> _Provided passage_

═══

Depth-first search performs iterative DFS from a single source vertex using a three-color marking scheme (White → Gray → Black). It is entirely visitor-driven — the algorithm itself has no output arrays.

The graph must satisfy adjacency_list<G> — both index-based (contiguous integer-indexed) and map-based (sparse vertex ID) graphs are supported.

The three-color scheme enables precise edge classification:

Edge Type	Target Color	Meaning
Tree edge	White	Edge to a newly discovered vertex
Back edge	Gray	Edge to an ancestor (cycle indicator)
Forward/cross edge	Black	Edge to an already-finished vertex

This classification makes DFS the foundation for cycle detection, topological sorting, strongly connected components, and many other graph analyses.

Single-source only: DFS has no multi-source overload. To cover all vertices in a disconnected graph, call DFS once per unvisited component (see Example 5).

When to Use

• Cycle detection — back edges indicate cycles. A directed graph has a cycle if and only if DFS finds a back edge.
• Edge classification — categorize every edge as tree, back, or forward/cross, which is essential for many advanced algorithms.
• Topological ordering — the reverse of DFS finish order is a valid topological sort of a DAG (though the dedicated topological_sort algorithm is more convenient).
• Connectivity analysis — discover all vertices reachable from a source.
• Parenthesis structure — the discovery/finish timestamps form a nested parenthesis structure useful for many graph properties.

Not suitable when:

• You need shortest paths (even unweighted) → use BFS.
• You need level-order traversal → use BFS.

Include

#include <graph/algorithm/depth_first_search.hpp>

Signature

void depth_first_search(G&& g, const vertex_id_t<G>& source,
    Visitor&& visitor = empty_visitor(),
    const Alloc& alloc = Alloc());

Parameters

Parameter	Description
g	Graph satisfying adjacency_list
source	Source vertex ID to start DFS from
visitor	Optional visitor struct with callback methods (see below). Default: empty_visitor{}.
alloc	Allocator for internal stack storage. Default: std::allocator<std::byte>{}.

Visitor Events

DFS supports the richest set of visitor events among all graph-v3 algorithms. Each vertex event also has an _id variant that receives vertex_id_t<G> instead of a vertex reference. You only need to define the events you care about.

Event	Called when
on_initialize_vertex(g, u)	Before traversal (source vertex only)
on_start_vertex(g, u)	DFS root vertex selected for traversal
on_discover_vertex(g, u)	Vertex first reached (White → Gray)

═══

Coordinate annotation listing

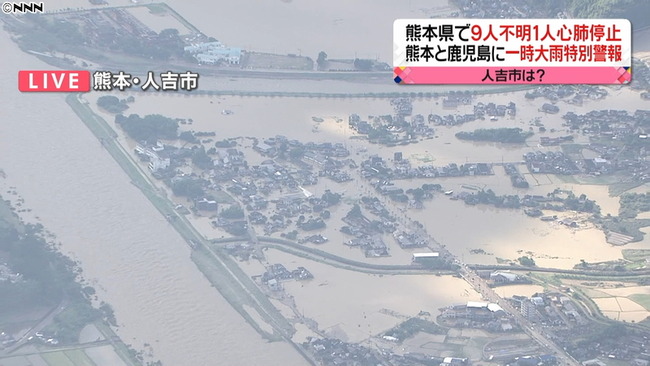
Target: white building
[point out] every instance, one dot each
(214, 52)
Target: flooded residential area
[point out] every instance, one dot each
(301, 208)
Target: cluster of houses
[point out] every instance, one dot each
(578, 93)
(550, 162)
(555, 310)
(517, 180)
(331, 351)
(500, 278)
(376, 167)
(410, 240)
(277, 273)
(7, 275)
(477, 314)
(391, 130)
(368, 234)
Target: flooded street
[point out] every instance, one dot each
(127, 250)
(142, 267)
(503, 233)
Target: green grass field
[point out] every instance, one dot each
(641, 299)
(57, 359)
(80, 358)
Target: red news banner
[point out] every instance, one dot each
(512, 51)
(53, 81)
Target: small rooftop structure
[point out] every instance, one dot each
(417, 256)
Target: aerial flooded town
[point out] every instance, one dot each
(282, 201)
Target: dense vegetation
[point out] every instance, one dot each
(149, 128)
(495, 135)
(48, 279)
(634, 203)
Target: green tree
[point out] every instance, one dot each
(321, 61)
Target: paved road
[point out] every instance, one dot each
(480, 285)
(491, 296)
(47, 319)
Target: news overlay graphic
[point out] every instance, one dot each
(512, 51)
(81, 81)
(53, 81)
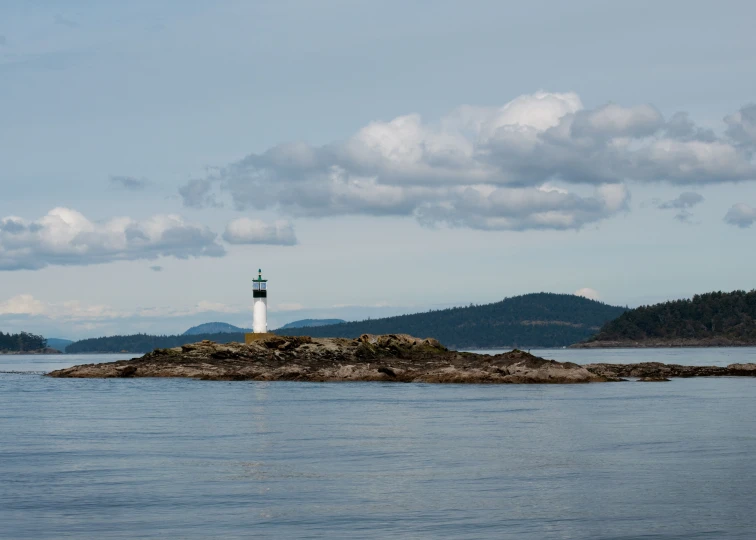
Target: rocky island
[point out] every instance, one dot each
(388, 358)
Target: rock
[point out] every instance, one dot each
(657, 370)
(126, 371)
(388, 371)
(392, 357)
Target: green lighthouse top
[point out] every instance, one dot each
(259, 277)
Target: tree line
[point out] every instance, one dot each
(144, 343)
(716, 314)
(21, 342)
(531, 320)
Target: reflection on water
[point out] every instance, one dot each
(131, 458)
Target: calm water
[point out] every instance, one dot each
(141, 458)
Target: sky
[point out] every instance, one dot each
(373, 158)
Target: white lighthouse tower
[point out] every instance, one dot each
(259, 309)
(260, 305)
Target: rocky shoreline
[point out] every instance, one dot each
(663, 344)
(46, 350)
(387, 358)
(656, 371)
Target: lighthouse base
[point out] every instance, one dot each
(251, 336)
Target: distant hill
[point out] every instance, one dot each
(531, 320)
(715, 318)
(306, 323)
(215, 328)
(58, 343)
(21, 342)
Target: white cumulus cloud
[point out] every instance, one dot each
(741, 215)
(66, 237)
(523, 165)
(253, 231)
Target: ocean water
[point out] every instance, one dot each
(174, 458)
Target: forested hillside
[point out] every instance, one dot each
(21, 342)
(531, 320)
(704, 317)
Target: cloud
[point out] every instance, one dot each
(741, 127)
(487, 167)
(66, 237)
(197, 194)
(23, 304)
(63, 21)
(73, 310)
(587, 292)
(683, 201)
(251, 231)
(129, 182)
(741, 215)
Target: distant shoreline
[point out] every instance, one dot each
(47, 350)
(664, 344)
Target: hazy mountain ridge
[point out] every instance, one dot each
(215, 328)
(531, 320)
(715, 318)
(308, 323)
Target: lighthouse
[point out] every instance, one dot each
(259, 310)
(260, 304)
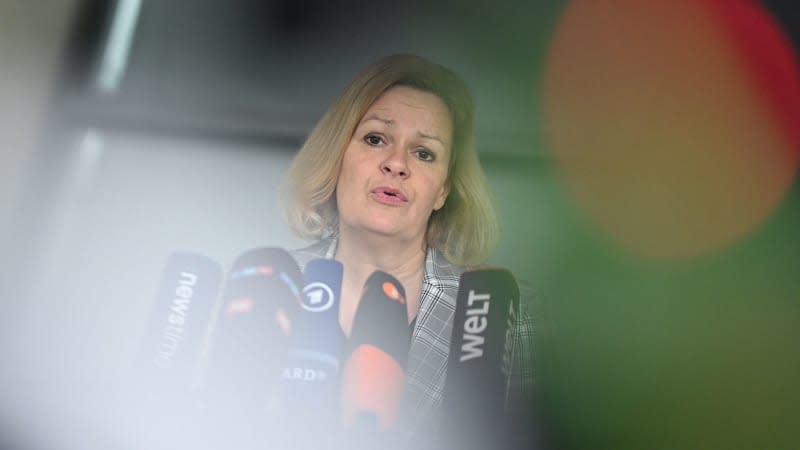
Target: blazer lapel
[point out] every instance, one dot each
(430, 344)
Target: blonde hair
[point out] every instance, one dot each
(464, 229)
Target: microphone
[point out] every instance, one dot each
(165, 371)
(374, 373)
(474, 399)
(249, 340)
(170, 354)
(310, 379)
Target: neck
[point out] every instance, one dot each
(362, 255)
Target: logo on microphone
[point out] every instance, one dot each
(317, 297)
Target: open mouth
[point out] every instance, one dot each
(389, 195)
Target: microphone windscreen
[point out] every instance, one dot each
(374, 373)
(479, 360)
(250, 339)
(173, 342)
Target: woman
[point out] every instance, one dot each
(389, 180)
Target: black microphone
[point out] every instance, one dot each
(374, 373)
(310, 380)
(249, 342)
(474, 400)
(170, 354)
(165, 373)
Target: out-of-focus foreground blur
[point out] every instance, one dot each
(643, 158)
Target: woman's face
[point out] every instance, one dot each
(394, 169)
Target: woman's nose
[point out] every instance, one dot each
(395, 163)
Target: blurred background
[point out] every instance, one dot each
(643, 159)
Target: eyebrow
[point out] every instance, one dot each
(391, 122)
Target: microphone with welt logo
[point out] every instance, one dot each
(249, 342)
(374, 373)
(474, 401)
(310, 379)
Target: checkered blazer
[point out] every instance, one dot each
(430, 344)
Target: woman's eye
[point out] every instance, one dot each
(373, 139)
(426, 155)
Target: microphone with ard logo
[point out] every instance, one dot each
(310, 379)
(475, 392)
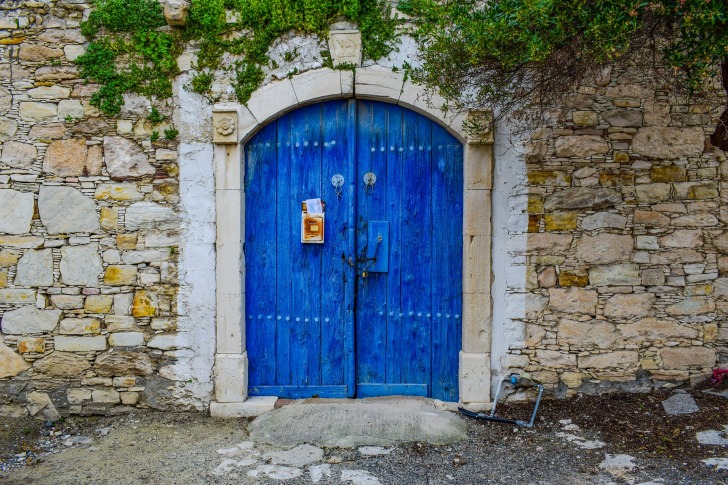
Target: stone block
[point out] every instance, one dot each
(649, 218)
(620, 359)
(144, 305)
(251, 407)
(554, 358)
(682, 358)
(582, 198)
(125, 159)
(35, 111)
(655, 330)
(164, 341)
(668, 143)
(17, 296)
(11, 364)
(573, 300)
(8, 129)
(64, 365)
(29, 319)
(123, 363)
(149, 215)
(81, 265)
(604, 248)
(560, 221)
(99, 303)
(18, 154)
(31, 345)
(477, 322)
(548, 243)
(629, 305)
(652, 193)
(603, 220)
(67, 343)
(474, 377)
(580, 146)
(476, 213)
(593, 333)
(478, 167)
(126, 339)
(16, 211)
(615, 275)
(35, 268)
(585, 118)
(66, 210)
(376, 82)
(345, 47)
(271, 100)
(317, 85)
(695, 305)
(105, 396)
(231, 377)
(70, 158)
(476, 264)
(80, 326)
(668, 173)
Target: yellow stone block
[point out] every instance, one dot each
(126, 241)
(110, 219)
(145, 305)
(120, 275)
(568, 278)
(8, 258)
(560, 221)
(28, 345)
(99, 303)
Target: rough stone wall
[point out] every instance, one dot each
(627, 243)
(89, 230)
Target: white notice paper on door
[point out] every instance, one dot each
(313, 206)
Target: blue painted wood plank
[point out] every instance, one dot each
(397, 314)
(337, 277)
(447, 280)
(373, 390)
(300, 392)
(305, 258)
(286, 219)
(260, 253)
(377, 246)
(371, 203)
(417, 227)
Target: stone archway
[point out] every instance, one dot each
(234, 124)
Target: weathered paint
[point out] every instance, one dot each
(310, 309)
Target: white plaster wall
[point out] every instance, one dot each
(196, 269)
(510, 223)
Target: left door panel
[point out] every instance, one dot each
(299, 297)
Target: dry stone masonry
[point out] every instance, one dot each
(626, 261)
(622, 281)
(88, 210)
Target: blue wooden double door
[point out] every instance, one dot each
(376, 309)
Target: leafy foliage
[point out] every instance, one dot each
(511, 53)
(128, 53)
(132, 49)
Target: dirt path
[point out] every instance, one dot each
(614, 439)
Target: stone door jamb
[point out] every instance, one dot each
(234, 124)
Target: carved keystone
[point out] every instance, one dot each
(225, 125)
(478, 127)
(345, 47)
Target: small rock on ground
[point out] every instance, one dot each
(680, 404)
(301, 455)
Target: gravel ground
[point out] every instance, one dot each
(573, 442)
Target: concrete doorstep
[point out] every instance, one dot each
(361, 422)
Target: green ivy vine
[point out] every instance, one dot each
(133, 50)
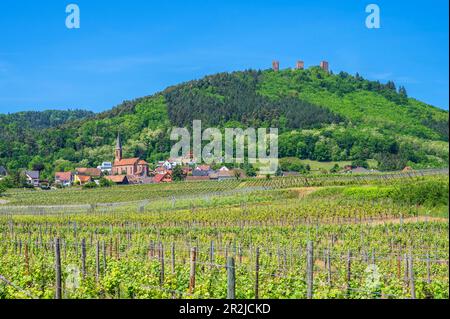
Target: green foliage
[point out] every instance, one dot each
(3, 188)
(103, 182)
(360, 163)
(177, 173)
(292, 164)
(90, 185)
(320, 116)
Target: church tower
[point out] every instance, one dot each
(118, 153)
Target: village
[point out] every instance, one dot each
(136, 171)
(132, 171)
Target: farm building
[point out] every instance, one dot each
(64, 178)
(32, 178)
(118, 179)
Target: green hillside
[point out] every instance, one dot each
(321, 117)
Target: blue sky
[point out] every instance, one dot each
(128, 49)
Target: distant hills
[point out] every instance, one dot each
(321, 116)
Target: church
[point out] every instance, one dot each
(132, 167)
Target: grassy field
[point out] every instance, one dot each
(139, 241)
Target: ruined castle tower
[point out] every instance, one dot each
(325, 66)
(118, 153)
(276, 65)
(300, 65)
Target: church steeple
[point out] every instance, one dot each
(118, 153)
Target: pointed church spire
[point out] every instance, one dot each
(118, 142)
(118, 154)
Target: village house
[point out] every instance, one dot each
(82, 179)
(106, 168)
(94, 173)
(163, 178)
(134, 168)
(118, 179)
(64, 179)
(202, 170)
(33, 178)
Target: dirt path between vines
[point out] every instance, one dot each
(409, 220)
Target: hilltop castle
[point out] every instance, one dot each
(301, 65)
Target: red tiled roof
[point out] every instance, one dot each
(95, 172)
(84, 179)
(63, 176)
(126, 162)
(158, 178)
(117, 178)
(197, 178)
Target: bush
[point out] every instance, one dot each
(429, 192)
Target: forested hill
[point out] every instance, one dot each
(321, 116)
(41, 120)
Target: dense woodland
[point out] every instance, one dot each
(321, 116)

═══

> _The request_
Please carry on the depth-first search documentation, picking up right after its last line.

> _Result_
on_examine_edge(g, uv)	Outgoing edge examined
on_tree_edge(g, uv)	Edge to unvisited (White) vertex — part of DFS tree
on_back_edge(g, uv)	Edge to ancestor (Gray) vertex — cycle indicator
on_forward_or_cross_edge(g, uv)	Edge to already-finished (Black) vertex
on_finish_edge(g, uv)	All descendants of edge target fully explored
on_finish_vertex(g, u)	All adjacent edges explored (Gray → Black)

Supported Graph Properties

Directedness:

• ✅ Undirected graphs
• ✅ Directed graphs (with full edge classification)

Edge Properties:

• ✅ Unweighted edges
• ✅ Weighted edges (weights ignored)
• ✅ Multi-edges (each edge triggers visitor events)
• ✅ Self-loops (classified as back edges)

Graph Structure:

• ✅ Connected graphs
• ✅ Disconnected graphs (only reachable vertices visited; call per component)
• ✅ Empty graphs (no-op)

Container Requirements:

• Required: adjacency_list<G>

Examples

Example 1: Basic DFS Traversal

Record the discovery and finish order of vertices.

#include <graph/algorithm/depth_first_search.hpp>
#include <graph/container/dynamic_graph.hpp>
#include <vector>

using Graph = container::dynamic_graph<void, void, void, uint32_t, false,
    container::vov_graph_traits<void>>;

// Directed graph: 0→1, 0→2, 1→3, 2→3, 3→4
Graph g({{0, 1}, {0, 2}, {1, 3}, {2, 3}, {3, 4}});

struct OrderTracker {
    std::vector<uint32_t>& discovered;
    std::vector<uint32_t>& finished;

    void on_discover_vertex(const auto& g, const auto& u) {
        discovered.push_back(vertex_id(g, u));
    }
    void on_finish_vertex(const auto& g, const auto& u) {
        finished.push_back(vertex_id(g, u));
    }
};

std::vector<uint32_t> disc, fin;
depth_first_search(g, 0u, OrderTracker{disc, fin});
// disc: vertices in discovery (pre-order) order
// fin:  vertices in finish (post-order) order
// Exact order depends on adjacency list ordering

Example 2: Edge Classification

Classify every edge in the graph as tree, back, or forward/cross.

struct EdgeClassifier {
    int tree_edges = 0;
    int back_edges = 0;
    int forward_or_cross_edges = 0;

    void on_tree_edge(const auto&, const auto&)              { ++tree_edges; }
    void on_back_edge(const auto&, const auto&)              { ++back_edges; }
    void on_forward_or_cross_edge(const auto&, const auto&)  { ++forward_or_cross_edges; }
};

EdgeClassifier ec;
depth_first_search(g, 0u, ec);
// ec.tree_edges = number of tree edges in DFS tree
// ec.back_edges >= 1 means a cycle exists
// For the DAG above: tree=4, back=0, forward/cross=1 (edge 2→3)

Example 3: Cycle Detection

A directed graph has a cycle if and only if DFS finds a back edge.

// Graph with cycle: 0→1→2→0
Graph cyclic({{0, 1}, {1, 2}, {2, 0}});

struct CycleDetector {
    bool has_cycle = false;
    void on_back_edge(const auto&, const auto&) { has_cycle = true; }
};

CycleDetector cd;
depth_first_search(cyclic, 0u, cd);
// cd.has_cycle == true

// Self-loops are also detected as back edges
Graph self_loop({{0, 0}});
CycleDetector cd2;
depth_first_search(self_loop, 0u, cd2);
// cd2.has_cycle == true

Example 4: Reverse Topological Order

The finish order of DFS on a DAG is the reverse of a topological ordering.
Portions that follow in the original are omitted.